Assurer l’ordre intérieur et extérieur, en donnant à ces notions une interprétation antidémocratique, élaborer une vision impérialiste face au monde et adopter une attitude suspicieuse face à toute forme d’association qui remettrait en cause la souveraineté nationale : tels sont quelques traits spécifiques de la Russie d’aujourd’hui, celle gouvernée par Vladimir Poutine, selon Nicolas Lebourg et Olivier Schmitt, auteurs de l’ouvrage Paris-Moscou. Un siècle d’extrême droite, publié aux éditions du Seuil en 2024. Ces éléments conduisent les deux chercheurs à définir la Russie de Poutine comme un régime d’extrême droite ou, pour mieux dire, à constater combien « cette représentation du monde a fort à voir avec le projet que portent les extrêmes droites » (p. 11).
En réalité, sur ces éléments distinctifs, le débat entre les spécialistes de la Russie est ouvert. Il y aurait, en effet, une politique étrangère impérialiste, vis-à-vis de l’ex-URSS et spécialement de l’Ukraine, mais dans le même temps le discours qui émane du Kremlin depuis quelques années est aussi anticolonialiste. Voir Maxime Audinet, « « A bas le néocolonialisme ! » Résurgence d’un récit stratégique dans la Russie en guerre »,étude de l’IRSEM, n°119, octobre 2024, disponible en ligne : https://www.irsem.fr/media/etude-119-audinet-russie-et-n-ocolonialisme-v2.pdf (dernière consultation le 05/03/2025). Je tiens à remercier Morvan Lallouet pour sa lecture et ses conseils.

Données brutes:
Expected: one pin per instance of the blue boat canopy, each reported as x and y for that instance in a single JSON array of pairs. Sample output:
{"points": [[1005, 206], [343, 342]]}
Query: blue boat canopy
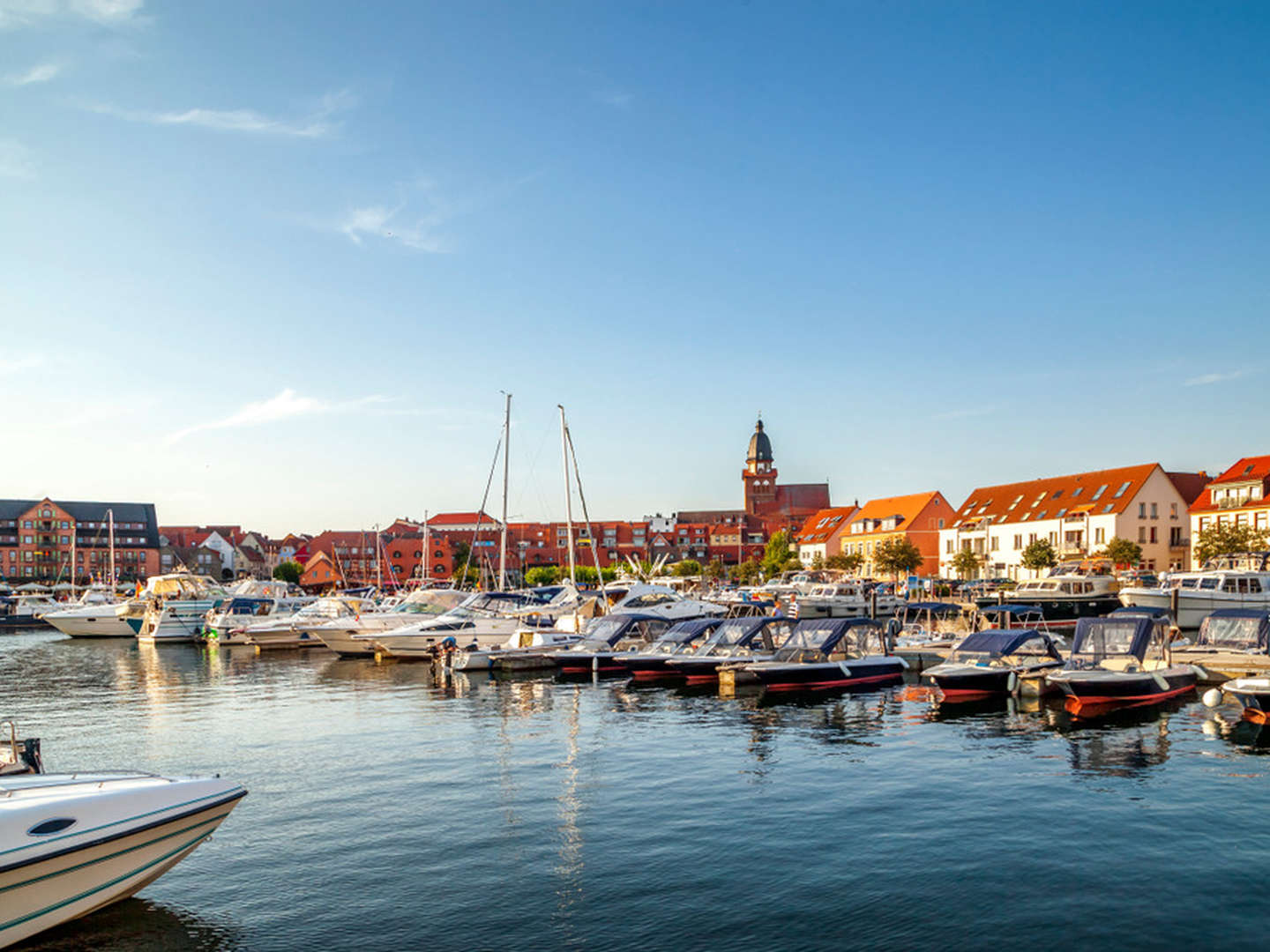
{"points": [[1120, 635], [1238, 628], [1006, 641]]}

Liste des consignes:
1. Selon l'extrait sur la Russie de Poutine, pourquoi Nicolas Lebourg et Olivier Schmitt qualifient-ils ce régime d'extrême droite ? Répondez en une à trois phrases.
2. Poursuivez l'extrait sur la Russie de Poutine à partir de l'endroit où il s'arrête.

Réponses:
1. Ils s'appuient sur des traits propres à la Russie actuelle. Elle assure l'ordre intérieur et extérieur en donnant à ces notions une interprétation antidémocratique. Elle élabore aussi une vision impérialiste face au monde et se méfie de toute forme d'association qui remettrait en cause la souveraineté nationale, une représentation du monde qui, selon eux, « a fort à voir avec le projet que portent les extrêmes droites ».

2.
L’existence de tels points communs n’est pas une découverte pour les historiens, politologues et experts de relations internationales. L’originalité de ce livre, en revanche, réside dans la tentative de Nicolas Lebourg et Olivier Schmitt d’éclairer ces connexions et de les expliciter. Il s’agit d’un objectif ambitieux, d’autant que les deux auteurs ne se limitent pas à une description dense du présent mais se tournent également vers le passé, en s’efforçant de tracer une généalogie historique.
Les chapitres du livre suivent une progression chronologique mais, dans le même temps, chacun d’eux oscille constamment entre hier et aujourd’hui. Si cette fluctuation est parfois source de confusion pour le lecteur (on a quelquefois l’impression de se perdre dans ces allers-retours), elle est globalement efficace grâce aux compétences complémentaires des deux auteurs. Olivier Schmitt, professeur de relations internationales, est spécialiste des questions de sécurité européenne, particulièrement menacée par la guerre russo-ukrainienne et les stratégies de Poutine. Nicolas Lebourg, quant à lui, est l’un des plus grands spécialistes de l’extrême droite, notamment française, mais il adopte aussi une approche transnationale et d’histoire croisée, très efficace pour appréhender le sujet traité.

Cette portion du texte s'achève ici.